(Provided entries)
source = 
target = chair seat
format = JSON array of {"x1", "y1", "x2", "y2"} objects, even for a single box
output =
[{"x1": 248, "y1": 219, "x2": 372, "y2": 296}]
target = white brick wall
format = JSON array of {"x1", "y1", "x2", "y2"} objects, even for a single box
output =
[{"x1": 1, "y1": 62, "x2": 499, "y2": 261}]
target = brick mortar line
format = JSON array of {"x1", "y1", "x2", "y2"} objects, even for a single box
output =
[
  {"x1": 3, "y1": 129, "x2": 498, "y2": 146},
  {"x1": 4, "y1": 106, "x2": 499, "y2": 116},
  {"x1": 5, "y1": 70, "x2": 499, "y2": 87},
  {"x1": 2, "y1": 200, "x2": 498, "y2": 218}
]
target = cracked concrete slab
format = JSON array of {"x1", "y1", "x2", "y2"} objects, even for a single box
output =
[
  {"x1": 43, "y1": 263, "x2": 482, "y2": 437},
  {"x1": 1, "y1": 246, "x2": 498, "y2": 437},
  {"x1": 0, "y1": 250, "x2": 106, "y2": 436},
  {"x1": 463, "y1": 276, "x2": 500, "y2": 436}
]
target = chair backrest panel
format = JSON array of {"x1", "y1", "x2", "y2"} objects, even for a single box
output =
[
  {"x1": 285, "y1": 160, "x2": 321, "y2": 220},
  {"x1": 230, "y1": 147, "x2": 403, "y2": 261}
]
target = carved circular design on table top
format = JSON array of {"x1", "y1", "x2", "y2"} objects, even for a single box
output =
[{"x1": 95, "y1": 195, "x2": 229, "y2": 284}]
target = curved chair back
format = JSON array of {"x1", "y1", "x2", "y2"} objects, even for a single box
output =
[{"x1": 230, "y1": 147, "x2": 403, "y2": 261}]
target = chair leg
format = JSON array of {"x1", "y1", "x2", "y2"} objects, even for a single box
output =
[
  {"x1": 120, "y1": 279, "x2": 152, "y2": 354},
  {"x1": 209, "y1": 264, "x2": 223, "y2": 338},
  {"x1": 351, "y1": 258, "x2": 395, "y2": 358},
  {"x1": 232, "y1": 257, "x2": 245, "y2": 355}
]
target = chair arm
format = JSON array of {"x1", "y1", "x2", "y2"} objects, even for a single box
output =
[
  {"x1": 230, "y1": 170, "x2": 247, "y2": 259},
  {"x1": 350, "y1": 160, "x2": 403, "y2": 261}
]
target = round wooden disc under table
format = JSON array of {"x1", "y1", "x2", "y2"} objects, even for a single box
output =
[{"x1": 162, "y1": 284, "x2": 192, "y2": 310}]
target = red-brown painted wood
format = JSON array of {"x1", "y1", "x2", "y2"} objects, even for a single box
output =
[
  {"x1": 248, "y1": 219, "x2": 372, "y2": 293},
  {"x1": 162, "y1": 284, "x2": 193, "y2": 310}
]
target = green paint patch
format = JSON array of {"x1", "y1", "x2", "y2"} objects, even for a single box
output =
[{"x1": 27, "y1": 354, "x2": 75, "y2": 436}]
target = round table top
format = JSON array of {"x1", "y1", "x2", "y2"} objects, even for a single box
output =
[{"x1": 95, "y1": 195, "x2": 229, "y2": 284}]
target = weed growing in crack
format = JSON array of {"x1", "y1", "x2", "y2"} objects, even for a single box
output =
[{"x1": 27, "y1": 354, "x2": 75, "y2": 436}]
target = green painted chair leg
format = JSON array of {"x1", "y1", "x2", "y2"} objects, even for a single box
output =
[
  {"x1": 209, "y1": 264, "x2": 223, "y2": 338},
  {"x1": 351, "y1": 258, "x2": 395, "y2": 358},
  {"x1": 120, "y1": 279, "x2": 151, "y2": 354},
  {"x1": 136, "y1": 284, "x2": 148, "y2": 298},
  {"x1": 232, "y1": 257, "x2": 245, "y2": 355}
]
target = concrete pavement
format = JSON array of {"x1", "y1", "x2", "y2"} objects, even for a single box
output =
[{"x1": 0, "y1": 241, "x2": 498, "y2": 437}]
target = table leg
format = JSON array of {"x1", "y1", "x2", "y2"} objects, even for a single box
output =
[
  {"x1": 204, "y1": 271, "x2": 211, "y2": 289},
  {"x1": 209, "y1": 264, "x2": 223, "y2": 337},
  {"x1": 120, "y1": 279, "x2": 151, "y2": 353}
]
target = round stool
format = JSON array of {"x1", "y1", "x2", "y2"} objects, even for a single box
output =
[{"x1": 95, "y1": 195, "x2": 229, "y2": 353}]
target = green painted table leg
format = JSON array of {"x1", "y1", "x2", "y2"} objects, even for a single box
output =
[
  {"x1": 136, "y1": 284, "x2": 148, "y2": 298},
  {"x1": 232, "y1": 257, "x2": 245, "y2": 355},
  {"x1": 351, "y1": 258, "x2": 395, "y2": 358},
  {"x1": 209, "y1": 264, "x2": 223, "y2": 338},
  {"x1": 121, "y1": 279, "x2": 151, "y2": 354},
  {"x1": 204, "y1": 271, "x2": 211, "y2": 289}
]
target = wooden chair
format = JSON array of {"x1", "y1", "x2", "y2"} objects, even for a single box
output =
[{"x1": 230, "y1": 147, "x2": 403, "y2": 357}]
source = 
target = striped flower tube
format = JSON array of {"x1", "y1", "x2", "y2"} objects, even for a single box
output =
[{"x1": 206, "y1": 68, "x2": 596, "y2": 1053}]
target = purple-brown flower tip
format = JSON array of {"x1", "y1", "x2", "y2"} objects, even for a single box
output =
(End Provided entries)
## Required work
Scan the entries and show every line in which the word "flower" is found.

## Reply
target = striped flower tube
target = purple-brown flower tip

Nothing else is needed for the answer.